▶ Requirement 1
From the article on remote patient monitoring, extract the passage from "Miya Precision will" up to and including "support this rollout.".
▶ Requirement 2
In the article about the Miya Precision platform, which areas will the platform first be applied to, according to Alcidion?
▶ Requirement 3
Proceed with the article on GCH's rollout of the Miya Precision remote monitoring platform, picking up after its last sentence.

It contracted ASX-listed health IT vendor Alcidion to deliver the Miya Precision platform across GCH's three hospitals and network of community health facilities.
Based on a media release, it will be integrated into the health service's EMR system to "provide clinicians with real-time access to patient data captured through remote monitoring devices." It supports a range of devices, including third-party options and patients' own devices, capturing vital signs and biometric data.
Miya Precision also features configurable alerts and escalation workflows that allow clinicians to spot early warning signs.
According to Alcidion, the platform will have an initial application in areas of post-acute care and chronic condition management.
WHY IT MATTERS
In an interview with Healthcare IT News, Domenic Girolamo, executive director of Digital Transformation and Research at GCH, said that the new remote patient monitoring capability "adds an important digital layer" that enables clinicians to safely transition appropriate patients from hospital to home.
Miya Precision will "ensure abnormal results are surfaced quickly and managed through established intervention pathways, integrating seamlessly into clinical workflows rather than creating parallel processes," Girolamo explained.
"Based on comparable implementations, [remote patient monitoring] is expected to reduce manual workload and hospital representations while enabling more proactive, connected and scalable home-based care," he added.
The GCH official mentioned that a structured change and adoption program for staff, covering workflow design, training, communications, and operational readiness, will support this rollout.

▶ Source data
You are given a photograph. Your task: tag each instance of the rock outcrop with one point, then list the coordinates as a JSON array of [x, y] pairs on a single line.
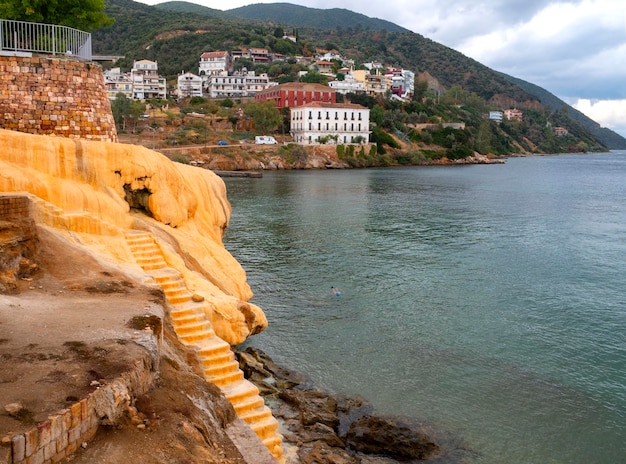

▶ Expected answer 1
Miya Precision will "ensure abnormal results are surfaced quickly and managed through established intervention pathways, integrating seamlessly into clinical workflows rather than creating parallel processes," Girolamo explained.
"Based on comparable implementations, [remote patient monitoring] is expected to reduce manual workload and hospital representations while enabling more proactive, connected and scalable home-based care," he added.
The GCH official mentioned that a structured change and adoption program for staff, covering workflow design, training, communications, and operational readiness, will support this rollout.

▶ Expected answer 2
Post-acute care and chronic condition management.

▶ Expected answer 3
THE LARGER CONTEXT
Remote patient monitoring contributes to GCH's ongoing digital transformation and goal of building "a more connected, scalable and patient-centred model of care." It adds to existing models, including the Virtual Ward and the Hospital in the Home services.
"This supports a shift into a more integrated model in which the patient record system, virtual care services, and home-based care pathways work together as part of a single digital ecosystem," Girolamo said.
Recently, GCH started exploring digital-first shared care models, trying out a digital interface that connects general practitioners directly to specialists via secure messaging.
Over the years, the health service has automated a number of workflows, including uploading documents into the integrated EMR and near real-time clinical image accessibility to care teams, while it works to integrate more emerging technologies, like AI. In 2024, it tried out an AI scribe by Lyrebird Health at its outpatient departments.